[Collected data entries]
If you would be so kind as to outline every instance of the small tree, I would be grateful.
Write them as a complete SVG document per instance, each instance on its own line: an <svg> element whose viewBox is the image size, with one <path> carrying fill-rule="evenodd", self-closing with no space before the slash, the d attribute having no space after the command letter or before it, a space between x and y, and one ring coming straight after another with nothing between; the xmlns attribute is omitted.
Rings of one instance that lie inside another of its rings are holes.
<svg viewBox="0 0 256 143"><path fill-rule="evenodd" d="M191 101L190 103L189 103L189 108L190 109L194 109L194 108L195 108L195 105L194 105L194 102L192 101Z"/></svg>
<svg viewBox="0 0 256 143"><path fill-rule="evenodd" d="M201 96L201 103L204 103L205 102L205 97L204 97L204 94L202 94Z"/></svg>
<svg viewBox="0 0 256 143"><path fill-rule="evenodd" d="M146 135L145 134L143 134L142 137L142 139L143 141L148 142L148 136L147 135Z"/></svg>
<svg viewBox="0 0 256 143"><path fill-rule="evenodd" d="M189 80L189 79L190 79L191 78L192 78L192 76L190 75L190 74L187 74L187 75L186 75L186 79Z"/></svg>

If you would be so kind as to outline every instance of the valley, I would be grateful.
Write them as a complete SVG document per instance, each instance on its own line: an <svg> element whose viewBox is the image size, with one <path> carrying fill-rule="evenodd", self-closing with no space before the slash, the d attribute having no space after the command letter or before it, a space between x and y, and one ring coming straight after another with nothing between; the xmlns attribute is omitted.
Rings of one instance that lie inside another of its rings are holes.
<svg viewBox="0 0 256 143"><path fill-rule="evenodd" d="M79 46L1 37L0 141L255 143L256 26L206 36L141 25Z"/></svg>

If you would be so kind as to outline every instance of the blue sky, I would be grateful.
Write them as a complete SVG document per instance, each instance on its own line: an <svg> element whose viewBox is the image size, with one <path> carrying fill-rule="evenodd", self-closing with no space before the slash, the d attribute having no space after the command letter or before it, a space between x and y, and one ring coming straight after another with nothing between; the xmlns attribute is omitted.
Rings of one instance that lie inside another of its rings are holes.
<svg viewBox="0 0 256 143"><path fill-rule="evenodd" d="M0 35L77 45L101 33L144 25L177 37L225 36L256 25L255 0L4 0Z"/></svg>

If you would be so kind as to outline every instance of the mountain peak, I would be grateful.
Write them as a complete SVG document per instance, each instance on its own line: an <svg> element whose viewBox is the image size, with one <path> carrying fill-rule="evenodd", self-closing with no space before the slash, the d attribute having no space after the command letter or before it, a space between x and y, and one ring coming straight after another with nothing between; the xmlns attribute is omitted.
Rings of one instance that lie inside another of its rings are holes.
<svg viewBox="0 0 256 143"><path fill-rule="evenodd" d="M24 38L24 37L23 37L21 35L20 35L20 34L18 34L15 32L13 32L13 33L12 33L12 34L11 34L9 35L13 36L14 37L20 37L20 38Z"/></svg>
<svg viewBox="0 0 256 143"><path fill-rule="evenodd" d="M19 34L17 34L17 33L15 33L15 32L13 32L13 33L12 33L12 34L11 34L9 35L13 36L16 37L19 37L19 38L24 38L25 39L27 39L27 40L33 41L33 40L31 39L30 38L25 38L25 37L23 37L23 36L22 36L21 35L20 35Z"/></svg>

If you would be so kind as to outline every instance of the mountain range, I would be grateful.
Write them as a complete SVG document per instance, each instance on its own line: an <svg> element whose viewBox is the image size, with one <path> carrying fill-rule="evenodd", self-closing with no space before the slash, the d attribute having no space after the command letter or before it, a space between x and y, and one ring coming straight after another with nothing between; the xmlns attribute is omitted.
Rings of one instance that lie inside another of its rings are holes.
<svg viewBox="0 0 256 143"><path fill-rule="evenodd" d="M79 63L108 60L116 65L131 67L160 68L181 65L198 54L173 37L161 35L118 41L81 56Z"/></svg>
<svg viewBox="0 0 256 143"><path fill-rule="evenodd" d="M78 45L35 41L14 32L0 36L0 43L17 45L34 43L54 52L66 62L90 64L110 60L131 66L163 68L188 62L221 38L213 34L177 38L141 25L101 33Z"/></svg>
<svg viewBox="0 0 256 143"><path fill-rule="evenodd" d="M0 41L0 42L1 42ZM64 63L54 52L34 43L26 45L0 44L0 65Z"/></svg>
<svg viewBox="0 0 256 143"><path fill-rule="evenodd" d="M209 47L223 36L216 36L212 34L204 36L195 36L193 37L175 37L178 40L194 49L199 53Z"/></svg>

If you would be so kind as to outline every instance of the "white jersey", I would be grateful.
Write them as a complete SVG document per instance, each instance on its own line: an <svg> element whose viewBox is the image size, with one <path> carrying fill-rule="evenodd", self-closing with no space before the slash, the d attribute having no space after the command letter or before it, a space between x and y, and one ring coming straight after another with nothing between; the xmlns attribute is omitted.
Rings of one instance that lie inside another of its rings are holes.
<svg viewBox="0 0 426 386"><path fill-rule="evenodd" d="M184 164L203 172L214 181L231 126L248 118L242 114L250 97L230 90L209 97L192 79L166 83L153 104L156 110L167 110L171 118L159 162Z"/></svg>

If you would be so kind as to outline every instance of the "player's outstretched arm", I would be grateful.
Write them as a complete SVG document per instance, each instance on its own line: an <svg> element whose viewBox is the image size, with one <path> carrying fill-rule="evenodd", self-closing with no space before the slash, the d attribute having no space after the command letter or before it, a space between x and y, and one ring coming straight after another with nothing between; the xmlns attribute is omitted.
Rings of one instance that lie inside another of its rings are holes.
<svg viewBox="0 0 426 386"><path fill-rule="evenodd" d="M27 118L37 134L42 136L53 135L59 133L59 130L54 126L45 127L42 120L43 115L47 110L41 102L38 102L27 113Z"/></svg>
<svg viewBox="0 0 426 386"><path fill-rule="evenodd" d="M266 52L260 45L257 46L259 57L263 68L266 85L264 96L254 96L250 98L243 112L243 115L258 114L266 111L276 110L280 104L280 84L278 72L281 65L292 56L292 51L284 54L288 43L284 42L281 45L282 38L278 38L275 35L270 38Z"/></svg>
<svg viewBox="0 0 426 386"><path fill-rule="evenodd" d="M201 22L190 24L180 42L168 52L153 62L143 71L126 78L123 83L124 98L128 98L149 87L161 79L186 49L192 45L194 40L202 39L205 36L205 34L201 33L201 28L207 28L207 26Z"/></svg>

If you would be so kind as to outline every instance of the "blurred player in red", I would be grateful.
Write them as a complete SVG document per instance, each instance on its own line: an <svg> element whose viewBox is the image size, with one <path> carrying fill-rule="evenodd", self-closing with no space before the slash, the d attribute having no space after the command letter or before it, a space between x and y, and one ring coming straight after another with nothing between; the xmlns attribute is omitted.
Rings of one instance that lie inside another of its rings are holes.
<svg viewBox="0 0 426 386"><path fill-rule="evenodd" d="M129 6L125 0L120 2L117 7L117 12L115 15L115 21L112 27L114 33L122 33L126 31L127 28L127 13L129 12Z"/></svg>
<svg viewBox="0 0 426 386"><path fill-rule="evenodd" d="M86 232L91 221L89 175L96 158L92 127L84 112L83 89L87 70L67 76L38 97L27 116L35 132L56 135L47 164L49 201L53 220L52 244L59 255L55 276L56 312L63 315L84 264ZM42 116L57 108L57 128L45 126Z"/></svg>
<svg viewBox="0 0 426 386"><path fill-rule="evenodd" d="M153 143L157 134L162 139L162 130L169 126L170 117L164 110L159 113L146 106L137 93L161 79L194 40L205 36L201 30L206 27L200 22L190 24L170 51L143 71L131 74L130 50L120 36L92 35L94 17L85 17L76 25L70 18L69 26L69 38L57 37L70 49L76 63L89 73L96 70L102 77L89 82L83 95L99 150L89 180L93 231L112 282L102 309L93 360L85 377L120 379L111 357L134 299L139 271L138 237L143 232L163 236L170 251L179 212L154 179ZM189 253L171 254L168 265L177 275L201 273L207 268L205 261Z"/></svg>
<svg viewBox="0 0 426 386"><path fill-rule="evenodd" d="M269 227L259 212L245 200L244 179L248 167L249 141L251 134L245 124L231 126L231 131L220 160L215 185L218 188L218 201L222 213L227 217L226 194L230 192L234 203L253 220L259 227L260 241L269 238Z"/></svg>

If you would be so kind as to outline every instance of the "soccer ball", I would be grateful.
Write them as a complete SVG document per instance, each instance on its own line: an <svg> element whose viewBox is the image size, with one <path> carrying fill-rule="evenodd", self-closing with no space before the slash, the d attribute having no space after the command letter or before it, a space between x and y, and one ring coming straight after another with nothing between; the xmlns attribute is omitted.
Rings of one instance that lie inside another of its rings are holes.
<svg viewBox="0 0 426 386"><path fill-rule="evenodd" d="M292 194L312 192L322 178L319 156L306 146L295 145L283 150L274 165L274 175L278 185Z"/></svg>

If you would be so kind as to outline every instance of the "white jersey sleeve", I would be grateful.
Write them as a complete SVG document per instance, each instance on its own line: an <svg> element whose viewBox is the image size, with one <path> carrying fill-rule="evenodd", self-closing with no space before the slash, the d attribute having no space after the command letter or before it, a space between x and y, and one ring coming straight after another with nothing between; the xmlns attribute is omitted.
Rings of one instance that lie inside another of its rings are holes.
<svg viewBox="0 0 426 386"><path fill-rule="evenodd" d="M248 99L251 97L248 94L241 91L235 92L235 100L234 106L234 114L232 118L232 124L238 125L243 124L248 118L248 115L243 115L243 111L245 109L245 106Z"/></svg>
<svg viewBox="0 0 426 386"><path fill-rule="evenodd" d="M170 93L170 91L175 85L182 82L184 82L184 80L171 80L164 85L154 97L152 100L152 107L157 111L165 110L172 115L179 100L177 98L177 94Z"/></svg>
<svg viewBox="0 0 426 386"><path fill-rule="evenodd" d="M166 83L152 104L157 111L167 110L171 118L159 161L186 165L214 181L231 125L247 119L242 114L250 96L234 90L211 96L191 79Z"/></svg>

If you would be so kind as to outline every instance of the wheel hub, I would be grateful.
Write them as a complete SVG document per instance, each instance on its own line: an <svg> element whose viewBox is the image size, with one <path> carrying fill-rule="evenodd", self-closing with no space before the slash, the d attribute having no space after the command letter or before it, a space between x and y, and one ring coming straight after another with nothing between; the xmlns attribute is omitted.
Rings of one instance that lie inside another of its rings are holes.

§ Exercise task:
Copy the lines from the line containing "range, I would be grateful." to the line containing "164L203 172L214 181L231", both lines included, without any change.

§ Answer:
If you would be so kind as to outline every instance of the mountain range, I would be grateful.
Write them as a complete SVG document per instance, each instance on its own line: an <svg> element whose viewBox is the image size, with one <path> carrying fill-rule="evenodd", self-closing with no space before the slash, the d attribute having no space after the command letter or before it, a space between x and y, and one ring coming straight after another with nothing between; the xmlns attribute is omitted.
Rings of one instance that lie inside another of its rings are holes.
<svg viewBox="0 0 256 143"><path fill-rule="evenodd" d="M79 63L108 60L116 65L131 67L160 68L181 65L198 54L173 37L161 35L118 41L81 56Z"/></svg>
<svg viewBox="0 0 256 143"><path fill-rule="evenodd" d="M78 45L35 41L14 32L0 36L0 43L17 45L34 43L54 52L66 62L90 64L110 60L131 66L163 68L188 62L221 38L213 34L177 38L141 25L101 33Z"/></svg>
<svg viewBox="0 0 256 143"><path fill-rule="evenodd" d="M0 41L0 42L1 42ZM64 63L54 52L34 43L26 45L0 44L0 65Z"/></svg>
<svg viewBox="0 0 256 143"><path fill-rule="evenodd" d="M209 47L223 36L216 36L212 34L204 36L195 36L193 37L175 37L178 40L194 49L199 53Z"/></svg>

If you would be so kind as to outline every instance of the "white jersey", I would be grateful.
Write them as a complete SVG document per instance, each instance on its own line: an <svg> element whose viewBox is the image size, with one <path> carrying fill-rule="evenodd", self-closing with no space before the slash, the d attribute having no space after the command letter or before it, a space between x and y, and one ring coming straight after another with nothing between; the xmlns attribute is omitted.
Rings of one instance that lie inside another of its rings are holes.
<svg viewBox="0 0 426 386"><path fill-rule="evenodd" d="M184 164L203 172L214 181L231 126L248 118L242 114L250 97L230 90L209 97L192 79L166 83L153 104L156 110L167 110L171 118L159 162Z"/></svg>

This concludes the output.